**WHAT YOU SHOULD DO:**
Can you copy every one of the entries below word for word, keeping each line in its original order?

**DATA ENTRIES:**
+ + +

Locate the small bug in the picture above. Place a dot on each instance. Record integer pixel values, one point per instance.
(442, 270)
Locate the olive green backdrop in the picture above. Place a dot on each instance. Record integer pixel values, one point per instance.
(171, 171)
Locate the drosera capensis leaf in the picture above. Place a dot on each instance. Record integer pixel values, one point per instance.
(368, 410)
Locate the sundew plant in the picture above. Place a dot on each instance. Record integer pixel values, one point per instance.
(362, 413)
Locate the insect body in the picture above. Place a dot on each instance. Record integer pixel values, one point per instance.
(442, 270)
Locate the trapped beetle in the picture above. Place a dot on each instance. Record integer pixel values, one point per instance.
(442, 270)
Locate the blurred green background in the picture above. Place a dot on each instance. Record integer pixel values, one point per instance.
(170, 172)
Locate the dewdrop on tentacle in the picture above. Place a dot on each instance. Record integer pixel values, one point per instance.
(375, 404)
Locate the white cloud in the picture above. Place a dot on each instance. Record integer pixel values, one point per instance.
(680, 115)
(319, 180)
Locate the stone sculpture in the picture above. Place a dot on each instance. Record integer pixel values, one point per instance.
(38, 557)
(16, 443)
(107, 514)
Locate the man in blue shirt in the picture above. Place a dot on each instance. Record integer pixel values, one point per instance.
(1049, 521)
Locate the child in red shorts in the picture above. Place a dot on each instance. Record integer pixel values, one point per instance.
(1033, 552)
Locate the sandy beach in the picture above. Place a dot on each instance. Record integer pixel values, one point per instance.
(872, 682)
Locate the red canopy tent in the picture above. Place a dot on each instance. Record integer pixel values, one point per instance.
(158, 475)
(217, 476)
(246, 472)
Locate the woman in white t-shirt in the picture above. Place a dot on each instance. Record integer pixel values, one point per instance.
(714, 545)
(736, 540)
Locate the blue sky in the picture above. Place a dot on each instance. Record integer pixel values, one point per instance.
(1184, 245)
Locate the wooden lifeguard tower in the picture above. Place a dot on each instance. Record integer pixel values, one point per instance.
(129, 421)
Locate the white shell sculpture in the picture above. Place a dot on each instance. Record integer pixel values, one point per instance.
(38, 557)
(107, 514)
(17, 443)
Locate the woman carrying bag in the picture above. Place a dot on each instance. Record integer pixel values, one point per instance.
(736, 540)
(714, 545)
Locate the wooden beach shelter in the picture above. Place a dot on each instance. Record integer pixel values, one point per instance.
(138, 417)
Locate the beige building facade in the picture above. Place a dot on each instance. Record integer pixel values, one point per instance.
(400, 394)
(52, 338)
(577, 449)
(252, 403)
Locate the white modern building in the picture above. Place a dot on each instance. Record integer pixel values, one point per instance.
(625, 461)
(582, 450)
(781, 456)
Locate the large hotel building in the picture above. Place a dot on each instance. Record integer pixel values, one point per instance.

+ + +

**SOLUTION TO THE PROBLEM:**
Locate the small bug in the picture above. Place a dot on each instance. Record integer pixel values, one point per instance.
(442, 270)
Locate the olive green backdrop in the picture above. Place a dot on each instance. Record integer pixel values, one point per instance.
(171, 171)
Locate the drosera capensis leaf in the picture above. Place a dot on each instance. Record integer pixel values, one point per instance.
(368, 410)
Locate the sundew plant in the picture above. Place a dot on each instance. Record integer pixel values, one point per instance.
(362, 413)
Locate the insect body in the picture above. Place a dot on each instance. Record integer pixel values, one point per instance.
(442, 270)
Locate the trapped beetle in the picture above. Place a dot on each instance. Record integer pixel values, one point per instance.
(442, 270)
Locate the blurred green background in the picture above. Place a dot on each instance. Record integer pixel values, one point per instance.
(170, 172)
Locate the dewdrop on tentacle in the picture above. Place a dot on each instance. Record integer pixel values, one point per instance.
(375, 404)
Locate the white cloud in the picture above. Place a dot on each instance. Record integer pixel values, one point per instance.
(680, 115)
(319, 180)
Locate the stone sculpture in the picture above. Place a dot on each instance. Record integer pixel values, one point per instance.
(38, 557)
(16, 443)
(107, 514)
Locate the man in blue shirt in the picture above. Place a dot on each instance. Record integer pixel values, one point per instance.
(1049, 521)
Locate the child in red shorts in the picture above. Place a dot on each instance. Record integer pixel values, one point per instance.
(1033, 552)
Locate the sandy beach in the picture above. Place a dot on each instance. Record integer pixel values, one point per instance.
(872, 682)
Locate the red canopy tent in the picture above. Place a dot on each instance. Record integer pixel values, one point per instance.
(158, 475)
(217, 476)
(246, 472)
Locate the woman in white t-shirt in the picture above. Place a dot on each instance. Record integer pixel values, one point per instance.
(714, 545)
(736, 540)
Locate the blue sky in the picture above. Place a dot on each instance. Record integer pixel values, one point per instance.
(1184, 245)
Locate the wooden lifeguard tower in the picture above. Place a dot on each instance. Record integer pixel values, one point per instance.
(129, 421)
Locate the white shell sculpture in the picture above. Place a dot on each instance. Record integer pixel values, one point per instance.
(38, 557)
(107, 514)
(17, 443)
Locate the woman carrying bag in the picture above. Place a dot on each instance. Record integer pixel values, one point per instance.
(736, 540)
(714, 545)
Locate the wooden beach shelter in the picture above. Place a dot on each instance. Record integer pixel values, one point per instance.
(138, 417)
Locate the beige building facade in the picture above. Place a dot on each instance. Record integer pixel values, one point per instance.
(400, 394)
(52, 338)
(577, 449)
(252, 403)
Locate the white modern building in the picture above. Place a dot on each instance. Record integer pixel values, one point per instance.
(625, 461)
(582, 450)
(781, 456)
Locate the large hotel building in the picture above. Place a dot on each instance. Record integer pixel values, one point per instance.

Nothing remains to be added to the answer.